**Exercise goal**
Find the number of lines in these records where the word "slab" appears. Reply with that number and nothing more.

**Study material**
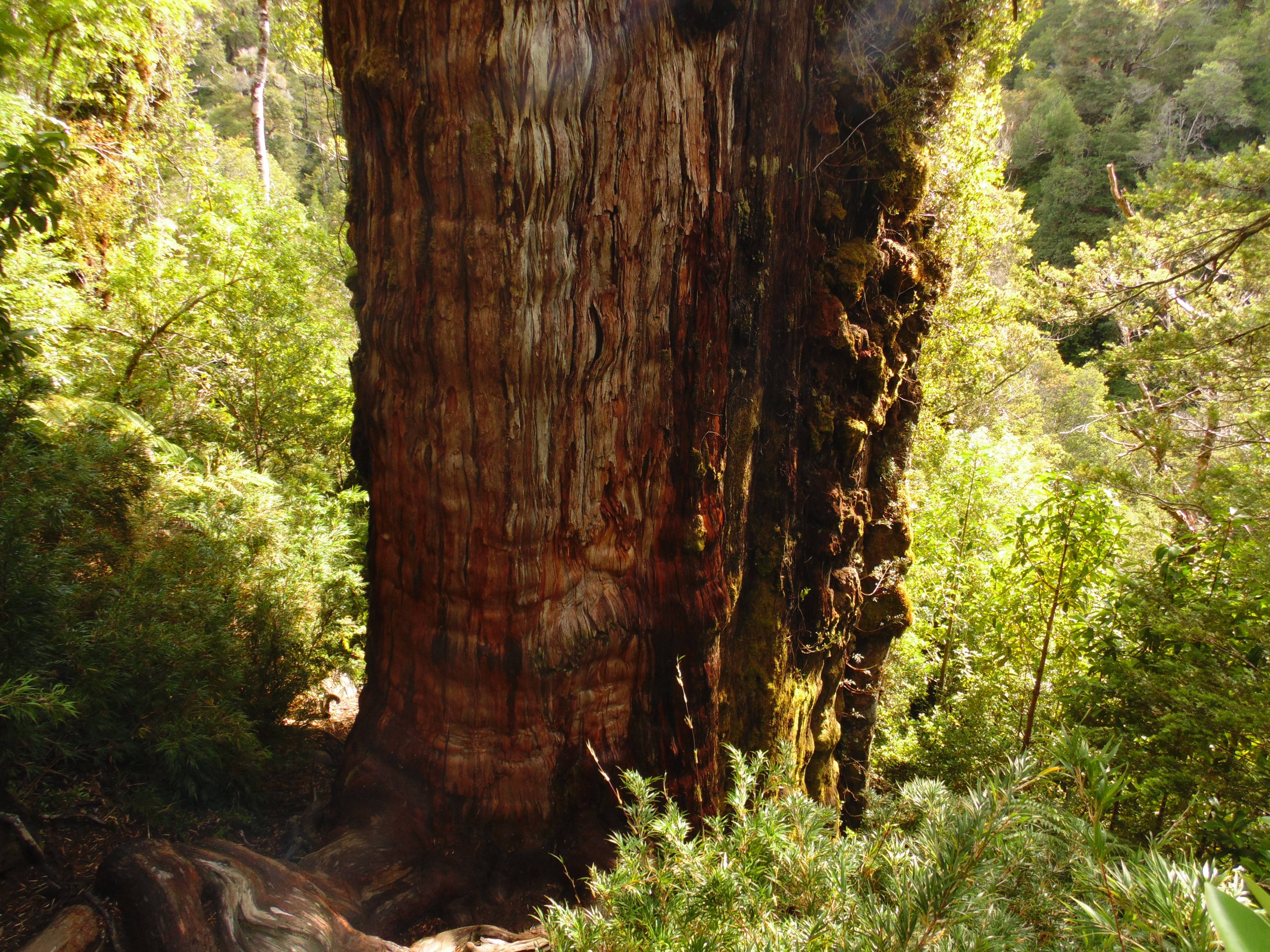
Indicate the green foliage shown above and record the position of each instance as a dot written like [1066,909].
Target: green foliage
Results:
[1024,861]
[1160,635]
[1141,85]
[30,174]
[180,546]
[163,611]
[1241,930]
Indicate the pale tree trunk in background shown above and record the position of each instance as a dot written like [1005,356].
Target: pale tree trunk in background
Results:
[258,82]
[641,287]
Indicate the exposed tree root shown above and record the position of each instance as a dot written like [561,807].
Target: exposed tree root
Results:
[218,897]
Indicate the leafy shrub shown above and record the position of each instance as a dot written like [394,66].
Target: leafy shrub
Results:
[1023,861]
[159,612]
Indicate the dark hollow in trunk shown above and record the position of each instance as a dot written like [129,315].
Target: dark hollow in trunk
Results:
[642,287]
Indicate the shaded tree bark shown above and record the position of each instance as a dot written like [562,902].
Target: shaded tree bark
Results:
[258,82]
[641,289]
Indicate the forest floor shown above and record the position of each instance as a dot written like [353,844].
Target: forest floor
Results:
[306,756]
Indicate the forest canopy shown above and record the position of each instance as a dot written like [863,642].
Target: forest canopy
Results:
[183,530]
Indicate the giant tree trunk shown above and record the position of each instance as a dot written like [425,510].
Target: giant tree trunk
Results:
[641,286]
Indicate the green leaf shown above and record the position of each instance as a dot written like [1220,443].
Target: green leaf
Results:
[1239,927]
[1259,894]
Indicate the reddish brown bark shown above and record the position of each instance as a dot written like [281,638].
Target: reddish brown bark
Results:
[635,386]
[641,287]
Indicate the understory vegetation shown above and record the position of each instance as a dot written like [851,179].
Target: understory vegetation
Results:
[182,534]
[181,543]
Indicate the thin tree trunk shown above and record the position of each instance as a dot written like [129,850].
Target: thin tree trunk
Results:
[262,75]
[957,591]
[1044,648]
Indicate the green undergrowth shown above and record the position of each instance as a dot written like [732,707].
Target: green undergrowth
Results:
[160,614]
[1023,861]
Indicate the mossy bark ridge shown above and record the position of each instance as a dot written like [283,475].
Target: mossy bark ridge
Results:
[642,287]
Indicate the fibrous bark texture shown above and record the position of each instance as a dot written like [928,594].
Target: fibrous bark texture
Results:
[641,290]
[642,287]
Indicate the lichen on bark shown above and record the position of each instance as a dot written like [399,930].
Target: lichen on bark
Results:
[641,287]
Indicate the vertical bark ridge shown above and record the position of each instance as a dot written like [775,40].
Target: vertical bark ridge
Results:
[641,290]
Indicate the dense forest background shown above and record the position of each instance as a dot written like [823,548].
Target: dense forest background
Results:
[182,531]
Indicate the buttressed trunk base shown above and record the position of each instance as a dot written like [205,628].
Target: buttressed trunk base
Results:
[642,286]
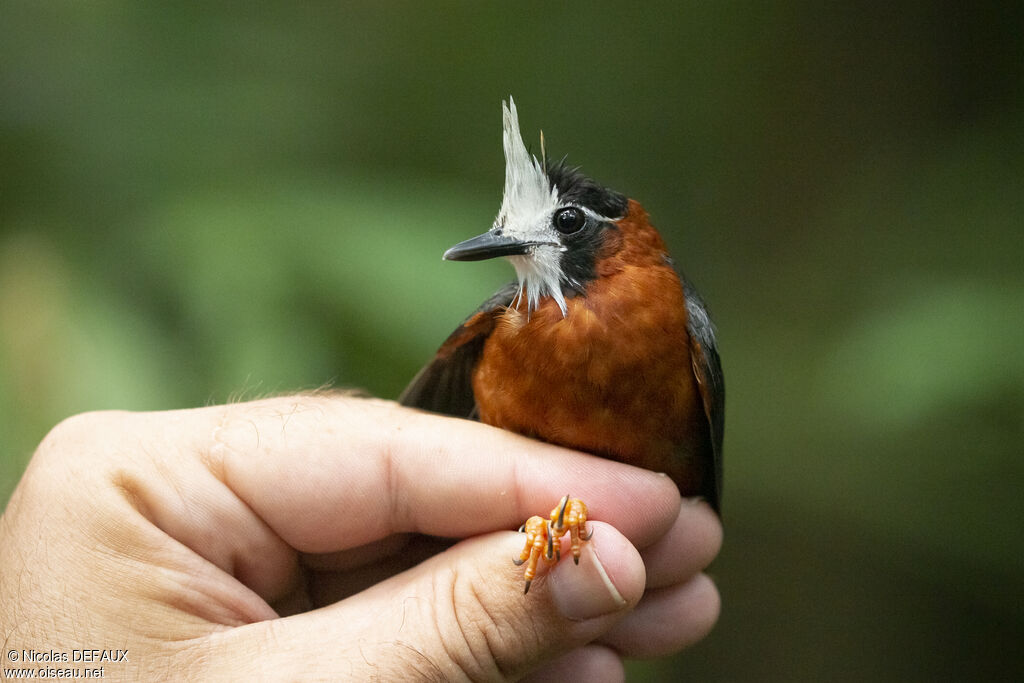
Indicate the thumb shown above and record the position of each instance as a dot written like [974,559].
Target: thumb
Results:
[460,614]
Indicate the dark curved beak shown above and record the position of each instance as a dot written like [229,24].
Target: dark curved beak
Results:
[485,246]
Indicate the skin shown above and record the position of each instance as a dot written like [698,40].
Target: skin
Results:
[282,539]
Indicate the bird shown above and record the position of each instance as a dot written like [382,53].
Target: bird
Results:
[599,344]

* * *

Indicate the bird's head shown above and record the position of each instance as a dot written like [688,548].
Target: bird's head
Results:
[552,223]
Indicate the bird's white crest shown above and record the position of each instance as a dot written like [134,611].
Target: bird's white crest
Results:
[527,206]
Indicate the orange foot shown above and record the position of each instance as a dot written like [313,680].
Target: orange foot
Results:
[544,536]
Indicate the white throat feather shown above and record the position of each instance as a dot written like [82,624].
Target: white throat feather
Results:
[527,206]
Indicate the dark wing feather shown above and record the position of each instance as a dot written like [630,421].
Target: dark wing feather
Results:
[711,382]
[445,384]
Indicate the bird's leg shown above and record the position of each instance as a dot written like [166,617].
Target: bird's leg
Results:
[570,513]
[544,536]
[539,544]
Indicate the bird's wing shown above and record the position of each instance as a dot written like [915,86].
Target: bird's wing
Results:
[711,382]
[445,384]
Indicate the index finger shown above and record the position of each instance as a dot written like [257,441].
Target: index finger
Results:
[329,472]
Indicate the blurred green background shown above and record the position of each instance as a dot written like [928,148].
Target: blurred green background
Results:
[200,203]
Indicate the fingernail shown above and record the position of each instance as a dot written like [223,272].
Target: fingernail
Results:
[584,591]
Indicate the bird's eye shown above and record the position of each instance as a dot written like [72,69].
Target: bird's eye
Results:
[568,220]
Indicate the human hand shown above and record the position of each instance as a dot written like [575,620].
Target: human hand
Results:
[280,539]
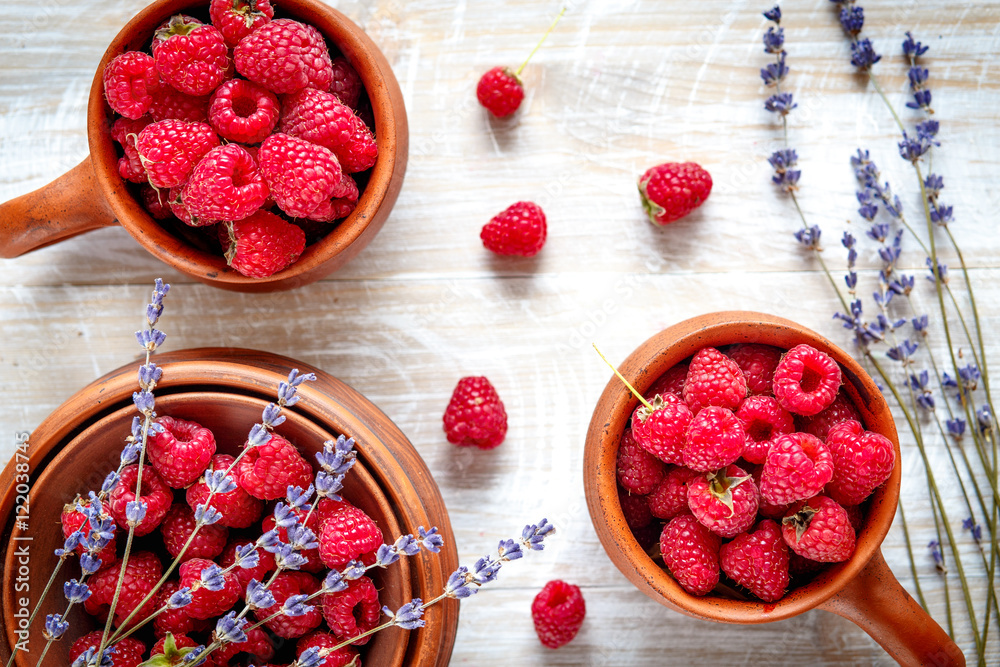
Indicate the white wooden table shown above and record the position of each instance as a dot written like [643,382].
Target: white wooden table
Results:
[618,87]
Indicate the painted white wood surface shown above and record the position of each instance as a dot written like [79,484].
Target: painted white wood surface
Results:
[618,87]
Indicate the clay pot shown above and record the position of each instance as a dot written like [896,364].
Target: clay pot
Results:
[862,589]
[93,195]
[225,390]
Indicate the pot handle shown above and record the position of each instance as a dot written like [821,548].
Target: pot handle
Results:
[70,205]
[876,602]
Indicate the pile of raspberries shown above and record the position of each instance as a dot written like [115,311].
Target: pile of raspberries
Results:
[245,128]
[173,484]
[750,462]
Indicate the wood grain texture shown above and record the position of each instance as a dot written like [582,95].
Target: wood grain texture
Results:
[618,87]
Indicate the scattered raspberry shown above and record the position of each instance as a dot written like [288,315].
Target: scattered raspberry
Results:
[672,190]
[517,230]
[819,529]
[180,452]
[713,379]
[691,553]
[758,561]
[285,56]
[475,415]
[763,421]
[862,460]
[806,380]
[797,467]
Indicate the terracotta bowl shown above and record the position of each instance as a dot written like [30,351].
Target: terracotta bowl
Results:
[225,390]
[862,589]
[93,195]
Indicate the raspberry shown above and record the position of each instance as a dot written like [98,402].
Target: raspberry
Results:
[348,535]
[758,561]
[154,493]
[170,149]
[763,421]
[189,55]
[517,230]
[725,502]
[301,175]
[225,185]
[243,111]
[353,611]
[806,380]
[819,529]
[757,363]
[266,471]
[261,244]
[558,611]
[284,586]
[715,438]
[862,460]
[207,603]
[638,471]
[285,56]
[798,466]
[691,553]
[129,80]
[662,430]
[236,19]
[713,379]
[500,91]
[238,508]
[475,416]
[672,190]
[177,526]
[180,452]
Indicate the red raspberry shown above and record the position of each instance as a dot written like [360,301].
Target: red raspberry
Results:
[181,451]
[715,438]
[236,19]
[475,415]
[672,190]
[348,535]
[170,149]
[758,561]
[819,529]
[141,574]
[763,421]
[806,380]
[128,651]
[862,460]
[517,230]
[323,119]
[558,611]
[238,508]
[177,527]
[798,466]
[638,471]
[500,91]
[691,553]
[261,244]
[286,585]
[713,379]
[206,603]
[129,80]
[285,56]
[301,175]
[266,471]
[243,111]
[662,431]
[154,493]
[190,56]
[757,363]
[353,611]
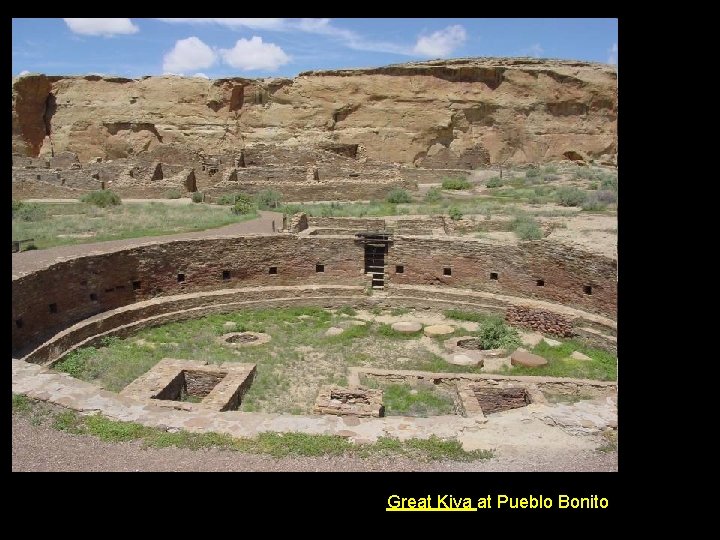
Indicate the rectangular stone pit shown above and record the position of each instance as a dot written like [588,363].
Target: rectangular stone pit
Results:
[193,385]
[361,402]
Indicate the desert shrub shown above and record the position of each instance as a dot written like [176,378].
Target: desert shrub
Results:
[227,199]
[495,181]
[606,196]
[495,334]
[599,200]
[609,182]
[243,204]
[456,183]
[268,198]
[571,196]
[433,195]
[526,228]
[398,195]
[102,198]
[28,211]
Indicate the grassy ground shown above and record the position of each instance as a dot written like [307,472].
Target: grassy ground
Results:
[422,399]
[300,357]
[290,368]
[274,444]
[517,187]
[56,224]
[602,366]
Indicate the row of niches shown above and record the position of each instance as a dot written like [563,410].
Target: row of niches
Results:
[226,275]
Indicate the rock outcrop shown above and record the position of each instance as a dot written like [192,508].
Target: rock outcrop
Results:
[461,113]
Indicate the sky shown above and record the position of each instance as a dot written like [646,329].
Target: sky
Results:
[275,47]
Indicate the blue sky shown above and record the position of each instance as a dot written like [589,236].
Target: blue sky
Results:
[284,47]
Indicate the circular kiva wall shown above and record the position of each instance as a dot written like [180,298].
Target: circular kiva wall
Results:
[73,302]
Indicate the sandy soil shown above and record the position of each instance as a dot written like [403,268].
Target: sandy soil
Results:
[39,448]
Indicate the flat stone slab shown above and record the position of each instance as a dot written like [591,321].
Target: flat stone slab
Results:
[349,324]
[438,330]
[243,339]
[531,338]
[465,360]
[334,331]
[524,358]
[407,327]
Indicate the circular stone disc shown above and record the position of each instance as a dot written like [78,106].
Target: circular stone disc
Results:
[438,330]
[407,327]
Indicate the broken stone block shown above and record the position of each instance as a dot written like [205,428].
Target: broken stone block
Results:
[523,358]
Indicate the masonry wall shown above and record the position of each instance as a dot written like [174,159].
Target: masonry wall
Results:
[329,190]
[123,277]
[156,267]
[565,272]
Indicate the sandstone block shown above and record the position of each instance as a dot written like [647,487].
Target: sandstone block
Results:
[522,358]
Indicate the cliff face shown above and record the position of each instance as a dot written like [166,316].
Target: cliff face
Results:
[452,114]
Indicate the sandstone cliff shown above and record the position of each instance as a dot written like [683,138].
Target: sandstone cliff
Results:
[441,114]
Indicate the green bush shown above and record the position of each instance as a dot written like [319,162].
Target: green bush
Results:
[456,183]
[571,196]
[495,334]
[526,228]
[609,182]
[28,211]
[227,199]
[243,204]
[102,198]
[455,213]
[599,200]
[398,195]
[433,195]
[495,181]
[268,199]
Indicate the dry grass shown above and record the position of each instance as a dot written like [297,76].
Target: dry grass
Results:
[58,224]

**Exercise output**
2